# Exercise requirements
Copy exactly the stretch of data below from the line with "POINT: one per instance on the striated" through the line with "TARGET: iceberg reflection in water", including both of those lines.

Stored data entries
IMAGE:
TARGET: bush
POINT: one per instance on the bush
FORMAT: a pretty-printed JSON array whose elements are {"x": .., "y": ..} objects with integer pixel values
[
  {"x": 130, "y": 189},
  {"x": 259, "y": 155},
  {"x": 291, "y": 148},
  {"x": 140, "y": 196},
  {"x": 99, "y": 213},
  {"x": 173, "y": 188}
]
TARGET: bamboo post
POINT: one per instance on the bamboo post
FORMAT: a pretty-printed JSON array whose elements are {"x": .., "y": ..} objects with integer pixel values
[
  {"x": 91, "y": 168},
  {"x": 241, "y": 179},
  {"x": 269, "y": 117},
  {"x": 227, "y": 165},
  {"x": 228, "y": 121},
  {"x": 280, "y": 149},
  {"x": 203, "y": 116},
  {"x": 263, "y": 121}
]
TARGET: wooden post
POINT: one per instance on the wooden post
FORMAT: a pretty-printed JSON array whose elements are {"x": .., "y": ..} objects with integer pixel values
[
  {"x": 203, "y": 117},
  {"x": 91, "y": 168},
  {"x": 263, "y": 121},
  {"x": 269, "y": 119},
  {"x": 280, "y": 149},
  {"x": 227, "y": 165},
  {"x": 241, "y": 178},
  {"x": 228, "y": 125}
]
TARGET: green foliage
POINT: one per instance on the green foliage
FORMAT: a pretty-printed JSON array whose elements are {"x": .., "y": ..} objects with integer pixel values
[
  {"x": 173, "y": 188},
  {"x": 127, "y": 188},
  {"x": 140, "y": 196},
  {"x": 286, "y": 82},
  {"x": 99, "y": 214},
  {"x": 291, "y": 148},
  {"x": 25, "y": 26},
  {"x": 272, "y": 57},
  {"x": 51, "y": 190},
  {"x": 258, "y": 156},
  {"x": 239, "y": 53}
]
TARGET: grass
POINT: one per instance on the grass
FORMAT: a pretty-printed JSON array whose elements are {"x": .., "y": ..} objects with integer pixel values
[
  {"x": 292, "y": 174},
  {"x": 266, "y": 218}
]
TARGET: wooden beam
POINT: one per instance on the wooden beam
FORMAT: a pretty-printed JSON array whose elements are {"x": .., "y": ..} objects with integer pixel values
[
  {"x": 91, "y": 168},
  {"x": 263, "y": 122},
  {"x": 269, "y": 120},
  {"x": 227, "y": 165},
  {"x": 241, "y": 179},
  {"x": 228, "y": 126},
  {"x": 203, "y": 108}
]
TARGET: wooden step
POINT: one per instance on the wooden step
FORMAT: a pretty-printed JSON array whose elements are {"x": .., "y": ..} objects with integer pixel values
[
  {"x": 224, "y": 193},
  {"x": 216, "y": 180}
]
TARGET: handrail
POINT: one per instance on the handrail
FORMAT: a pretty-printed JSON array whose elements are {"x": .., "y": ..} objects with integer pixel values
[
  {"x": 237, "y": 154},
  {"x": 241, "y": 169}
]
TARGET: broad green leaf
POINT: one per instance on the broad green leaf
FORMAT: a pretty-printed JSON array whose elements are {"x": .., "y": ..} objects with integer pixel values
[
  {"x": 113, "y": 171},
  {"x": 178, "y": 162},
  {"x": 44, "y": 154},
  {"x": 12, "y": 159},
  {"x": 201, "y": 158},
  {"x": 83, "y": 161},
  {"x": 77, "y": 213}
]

---

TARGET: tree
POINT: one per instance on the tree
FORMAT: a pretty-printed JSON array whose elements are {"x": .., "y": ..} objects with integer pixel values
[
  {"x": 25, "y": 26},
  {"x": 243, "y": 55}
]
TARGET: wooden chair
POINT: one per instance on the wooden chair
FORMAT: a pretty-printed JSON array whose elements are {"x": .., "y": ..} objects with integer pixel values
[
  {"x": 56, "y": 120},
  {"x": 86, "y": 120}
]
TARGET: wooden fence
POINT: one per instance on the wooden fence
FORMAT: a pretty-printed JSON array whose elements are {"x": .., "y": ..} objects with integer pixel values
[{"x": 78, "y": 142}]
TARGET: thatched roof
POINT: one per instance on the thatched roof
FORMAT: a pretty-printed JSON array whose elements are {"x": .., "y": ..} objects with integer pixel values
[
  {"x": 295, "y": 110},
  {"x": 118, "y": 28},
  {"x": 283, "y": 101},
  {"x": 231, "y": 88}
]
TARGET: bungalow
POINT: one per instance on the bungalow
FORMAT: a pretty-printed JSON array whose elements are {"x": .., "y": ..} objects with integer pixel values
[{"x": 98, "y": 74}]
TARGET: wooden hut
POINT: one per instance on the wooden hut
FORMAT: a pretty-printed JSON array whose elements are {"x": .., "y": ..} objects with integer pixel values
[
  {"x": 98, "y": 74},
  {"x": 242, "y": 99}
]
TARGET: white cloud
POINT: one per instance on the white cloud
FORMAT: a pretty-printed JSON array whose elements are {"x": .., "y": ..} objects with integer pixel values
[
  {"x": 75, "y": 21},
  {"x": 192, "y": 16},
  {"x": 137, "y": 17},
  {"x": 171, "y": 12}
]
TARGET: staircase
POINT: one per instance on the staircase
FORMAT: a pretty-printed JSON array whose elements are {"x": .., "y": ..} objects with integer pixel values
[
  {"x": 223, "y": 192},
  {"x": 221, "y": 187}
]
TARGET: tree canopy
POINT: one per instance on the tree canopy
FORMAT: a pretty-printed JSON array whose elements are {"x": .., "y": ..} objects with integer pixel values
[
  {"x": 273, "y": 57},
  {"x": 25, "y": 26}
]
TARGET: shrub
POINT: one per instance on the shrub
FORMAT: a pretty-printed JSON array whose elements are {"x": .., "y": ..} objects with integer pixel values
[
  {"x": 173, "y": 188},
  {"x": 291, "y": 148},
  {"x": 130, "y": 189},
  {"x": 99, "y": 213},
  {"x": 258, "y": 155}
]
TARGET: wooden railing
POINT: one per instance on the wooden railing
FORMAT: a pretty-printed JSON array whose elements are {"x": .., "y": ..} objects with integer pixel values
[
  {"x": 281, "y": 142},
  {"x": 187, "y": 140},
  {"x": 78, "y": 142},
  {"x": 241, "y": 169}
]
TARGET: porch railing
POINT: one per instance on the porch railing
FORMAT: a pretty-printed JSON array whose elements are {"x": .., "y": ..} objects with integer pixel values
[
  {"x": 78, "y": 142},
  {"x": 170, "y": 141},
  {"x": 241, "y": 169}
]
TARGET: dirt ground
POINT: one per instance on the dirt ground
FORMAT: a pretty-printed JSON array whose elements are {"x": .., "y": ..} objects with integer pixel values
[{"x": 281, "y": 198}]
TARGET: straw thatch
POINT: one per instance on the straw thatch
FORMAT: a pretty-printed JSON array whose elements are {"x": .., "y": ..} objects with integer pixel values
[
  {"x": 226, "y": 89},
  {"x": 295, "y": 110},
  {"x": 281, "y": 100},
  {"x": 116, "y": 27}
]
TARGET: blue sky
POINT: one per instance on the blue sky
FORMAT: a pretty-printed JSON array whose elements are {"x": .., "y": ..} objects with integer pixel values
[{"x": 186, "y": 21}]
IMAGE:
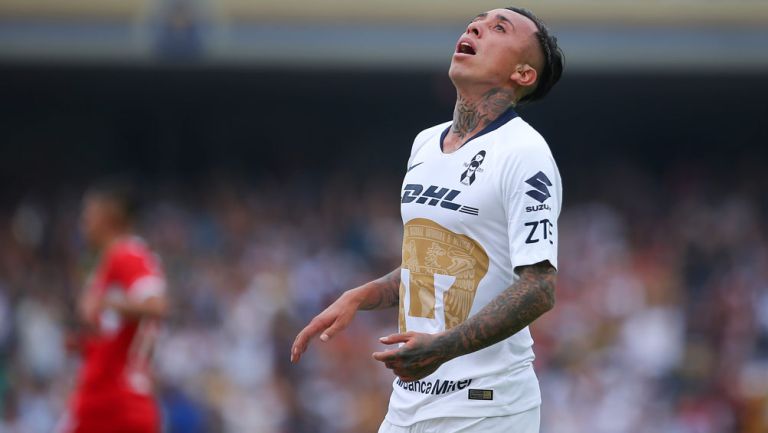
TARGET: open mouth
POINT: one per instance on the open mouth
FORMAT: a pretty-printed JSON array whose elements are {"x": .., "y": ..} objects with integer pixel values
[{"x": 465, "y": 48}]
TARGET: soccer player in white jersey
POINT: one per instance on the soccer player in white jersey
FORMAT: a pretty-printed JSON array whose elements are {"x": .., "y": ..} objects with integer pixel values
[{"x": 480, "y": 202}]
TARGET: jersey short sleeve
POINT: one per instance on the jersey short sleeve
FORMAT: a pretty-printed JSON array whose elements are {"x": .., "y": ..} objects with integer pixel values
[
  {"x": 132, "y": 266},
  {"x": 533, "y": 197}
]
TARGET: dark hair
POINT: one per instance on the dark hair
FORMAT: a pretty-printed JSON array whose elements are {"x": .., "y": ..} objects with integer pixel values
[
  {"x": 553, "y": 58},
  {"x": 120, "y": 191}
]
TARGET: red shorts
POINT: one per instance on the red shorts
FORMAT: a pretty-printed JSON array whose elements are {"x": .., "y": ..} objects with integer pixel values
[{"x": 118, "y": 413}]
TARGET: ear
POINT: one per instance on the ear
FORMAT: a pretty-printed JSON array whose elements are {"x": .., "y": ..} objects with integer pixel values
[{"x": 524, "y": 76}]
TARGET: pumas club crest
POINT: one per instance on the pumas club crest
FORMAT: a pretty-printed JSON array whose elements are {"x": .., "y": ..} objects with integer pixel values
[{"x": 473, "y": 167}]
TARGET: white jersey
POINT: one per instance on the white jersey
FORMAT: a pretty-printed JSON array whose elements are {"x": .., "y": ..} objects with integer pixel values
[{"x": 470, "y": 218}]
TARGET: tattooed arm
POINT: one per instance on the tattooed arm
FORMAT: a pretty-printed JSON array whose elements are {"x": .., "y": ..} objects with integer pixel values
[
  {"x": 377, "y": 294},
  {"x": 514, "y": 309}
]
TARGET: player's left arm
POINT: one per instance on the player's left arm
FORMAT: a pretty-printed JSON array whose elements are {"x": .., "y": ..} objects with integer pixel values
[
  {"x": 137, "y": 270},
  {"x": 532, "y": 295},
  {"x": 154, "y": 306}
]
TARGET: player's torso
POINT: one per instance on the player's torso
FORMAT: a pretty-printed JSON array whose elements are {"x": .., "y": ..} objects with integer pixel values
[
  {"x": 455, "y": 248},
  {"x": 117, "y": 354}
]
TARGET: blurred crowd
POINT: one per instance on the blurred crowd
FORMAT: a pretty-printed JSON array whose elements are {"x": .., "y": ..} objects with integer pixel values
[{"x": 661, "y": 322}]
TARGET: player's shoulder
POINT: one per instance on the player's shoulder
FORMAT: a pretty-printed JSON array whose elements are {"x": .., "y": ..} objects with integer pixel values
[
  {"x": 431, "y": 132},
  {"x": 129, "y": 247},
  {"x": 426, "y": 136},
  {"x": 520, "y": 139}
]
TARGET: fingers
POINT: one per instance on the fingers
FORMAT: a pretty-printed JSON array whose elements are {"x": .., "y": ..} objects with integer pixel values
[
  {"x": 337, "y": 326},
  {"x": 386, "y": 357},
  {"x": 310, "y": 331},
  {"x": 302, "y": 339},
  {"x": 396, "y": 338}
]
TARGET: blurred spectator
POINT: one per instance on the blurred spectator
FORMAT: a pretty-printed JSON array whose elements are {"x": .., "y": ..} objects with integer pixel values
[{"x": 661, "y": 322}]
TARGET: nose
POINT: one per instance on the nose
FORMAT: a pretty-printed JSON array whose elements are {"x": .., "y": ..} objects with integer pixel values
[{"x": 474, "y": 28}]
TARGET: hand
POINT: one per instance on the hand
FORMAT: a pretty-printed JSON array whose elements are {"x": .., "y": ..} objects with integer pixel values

---

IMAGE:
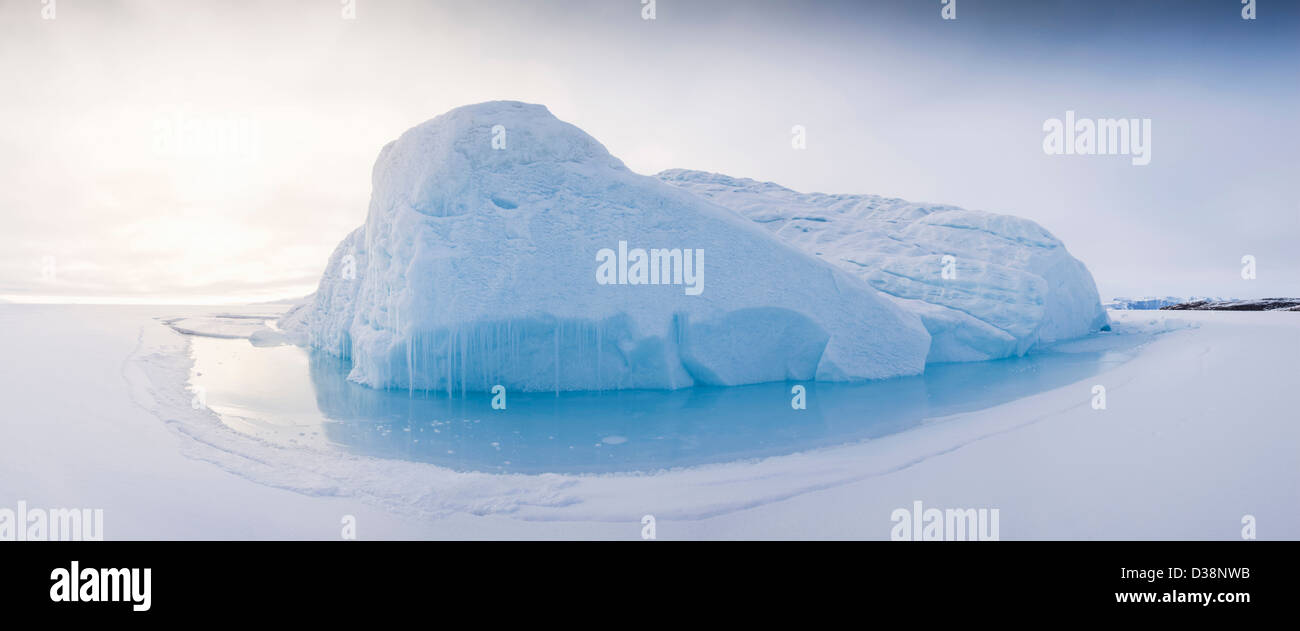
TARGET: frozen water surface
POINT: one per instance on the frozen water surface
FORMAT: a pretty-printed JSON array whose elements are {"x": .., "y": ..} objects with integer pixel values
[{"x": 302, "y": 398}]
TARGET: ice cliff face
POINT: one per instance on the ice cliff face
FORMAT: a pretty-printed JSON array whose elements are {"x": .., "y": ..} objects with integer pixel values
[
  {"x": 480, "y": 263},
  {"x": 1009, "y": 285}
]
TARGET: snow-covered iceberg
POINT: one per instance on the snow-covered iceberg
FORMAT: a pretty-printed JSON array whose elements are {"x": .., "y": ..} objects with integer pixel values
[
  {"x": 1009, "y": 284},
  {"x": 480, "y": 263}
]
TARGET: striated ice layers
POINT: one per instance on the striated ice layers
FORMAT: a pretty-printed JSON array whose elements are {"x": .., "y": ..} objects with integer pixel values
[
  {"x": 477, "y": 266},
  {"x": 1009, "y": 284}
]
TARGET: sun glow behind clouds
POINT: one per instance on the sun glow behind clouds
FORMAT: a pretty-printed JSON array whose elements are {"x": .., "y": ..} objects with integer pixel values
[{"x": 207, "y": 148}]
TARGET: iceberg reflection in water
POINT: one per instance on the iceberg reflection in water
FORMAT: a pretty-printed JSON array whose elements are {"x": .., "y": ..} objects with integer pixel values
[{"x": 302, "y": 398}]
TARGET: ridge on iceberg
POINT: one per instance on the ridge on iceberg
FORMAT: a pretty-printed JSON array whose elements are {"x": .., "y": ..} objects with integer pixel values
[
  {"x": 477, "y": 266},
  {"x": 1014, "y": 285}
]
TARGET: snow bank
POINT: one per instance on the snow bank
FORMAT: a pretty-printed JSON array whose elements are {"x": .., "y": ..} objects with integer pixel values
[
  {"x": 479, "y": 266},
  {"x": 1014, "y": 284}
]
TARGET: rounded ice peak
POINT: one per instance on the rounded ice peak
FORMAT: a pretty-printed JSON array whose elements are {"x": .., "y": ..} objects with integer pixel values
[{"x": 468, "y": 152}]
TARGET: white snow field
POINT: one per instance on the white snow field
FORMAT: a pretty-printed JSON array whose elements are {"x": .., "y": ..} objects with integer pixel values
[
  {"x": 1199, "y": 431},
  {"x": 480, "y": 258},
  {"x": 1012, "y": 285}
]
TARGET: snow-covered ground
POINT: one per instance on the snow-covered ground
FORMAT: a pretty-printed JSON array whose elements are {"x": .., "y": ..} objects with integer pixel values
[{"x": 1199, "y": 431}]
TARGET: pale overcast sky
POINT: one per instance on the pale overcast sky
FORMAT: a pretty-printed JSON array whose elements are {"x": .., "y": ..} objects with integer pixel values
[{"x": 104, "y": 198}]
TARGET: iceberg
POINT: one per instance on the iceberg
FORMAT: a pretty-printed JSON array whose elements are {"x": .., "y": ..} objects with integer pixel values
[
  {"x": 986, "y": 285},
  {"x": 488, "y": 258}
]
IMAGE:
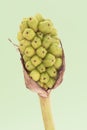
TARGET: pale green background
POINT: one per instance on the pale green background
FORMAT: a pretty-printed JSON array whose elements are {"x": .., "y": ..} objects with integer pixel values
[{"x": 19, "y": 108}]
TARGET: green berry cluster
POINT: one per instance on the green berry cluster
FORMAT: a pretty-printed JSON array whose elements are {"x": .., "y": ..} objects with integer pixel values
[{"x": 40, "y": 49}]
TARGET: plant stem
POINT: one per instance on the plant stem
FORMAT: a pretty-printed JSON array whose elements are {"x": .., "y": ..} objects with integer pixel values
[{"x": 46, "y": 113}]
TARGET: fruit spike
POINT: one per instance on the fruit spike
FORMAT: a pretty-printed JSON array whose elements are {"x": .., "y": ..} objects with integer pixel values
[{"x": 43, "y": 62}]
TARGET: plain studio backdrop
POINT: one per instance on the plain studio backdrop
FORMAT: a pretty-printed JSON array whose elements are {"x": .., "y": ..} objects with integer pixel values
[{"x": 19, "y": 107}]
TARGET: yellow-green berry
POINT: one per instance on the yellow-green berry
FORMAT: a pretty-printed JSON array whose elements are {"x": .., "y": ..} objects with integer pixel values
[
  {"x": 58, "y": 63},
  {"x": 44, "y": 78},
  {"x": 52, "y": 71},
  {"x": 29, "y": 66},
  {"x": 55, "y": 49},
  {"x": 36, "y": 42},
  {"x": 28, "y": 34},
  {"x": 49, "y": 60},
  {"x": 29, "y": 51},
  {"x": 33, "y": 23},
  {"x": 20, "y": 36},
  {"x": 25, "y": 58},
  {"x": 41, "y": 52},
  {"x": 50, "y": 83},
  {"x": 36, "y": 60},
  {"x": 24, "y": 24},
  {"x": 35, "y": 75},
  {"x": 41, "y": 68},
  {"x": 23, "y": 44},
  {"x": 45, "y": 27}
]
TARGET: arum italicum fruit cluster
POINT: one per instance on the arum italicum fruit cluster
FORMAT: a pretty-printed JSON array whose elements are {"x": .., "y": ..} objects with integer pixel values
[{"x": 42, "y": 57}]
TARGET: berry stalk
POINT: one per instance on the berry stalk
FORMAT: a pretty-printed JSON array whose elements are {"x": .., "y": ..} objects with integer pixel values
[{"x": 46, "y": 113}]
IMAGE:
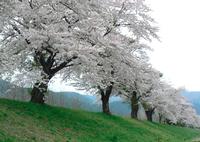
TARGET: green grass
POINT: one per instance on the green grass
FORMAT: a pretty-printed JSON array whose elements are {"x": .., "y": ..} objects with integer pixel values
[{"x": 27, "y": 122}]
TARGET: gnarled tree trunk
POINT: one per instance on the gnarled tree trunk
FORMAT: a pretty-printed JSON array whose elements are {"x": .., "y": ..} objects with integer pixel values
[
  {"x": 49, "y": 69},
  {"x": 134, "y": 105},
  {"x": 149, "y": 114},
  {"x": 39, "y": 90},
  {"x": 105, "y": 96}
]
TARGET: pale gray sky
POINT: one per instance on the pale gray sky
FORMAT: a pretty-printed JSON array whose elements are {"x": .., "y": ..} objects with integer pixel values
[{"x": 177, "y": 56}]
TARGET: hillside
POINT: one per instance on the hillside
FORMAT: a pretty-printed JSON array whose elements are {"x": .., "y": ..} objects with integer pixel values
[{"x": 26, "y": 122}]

# Response area
POINT: one per instance on the striated ice layers
FORMAT: a pretty-printed JSON array whose elements are {"x": .., "y": ..} objects with integer pixel values
[
  {"x": 477, "y": 266},
  {"x": 1009, "y": 284}
]
TARGET: sun glow behind clouds
POINT: one per instance on the sun glow behind clouds
FORMAT: a pretty-printed JSON array whose elements are {"x": .., "y": ..} objects with integer pixel values
[{"x": 207, "y": 148}]
TARGET: iceberg reflection in water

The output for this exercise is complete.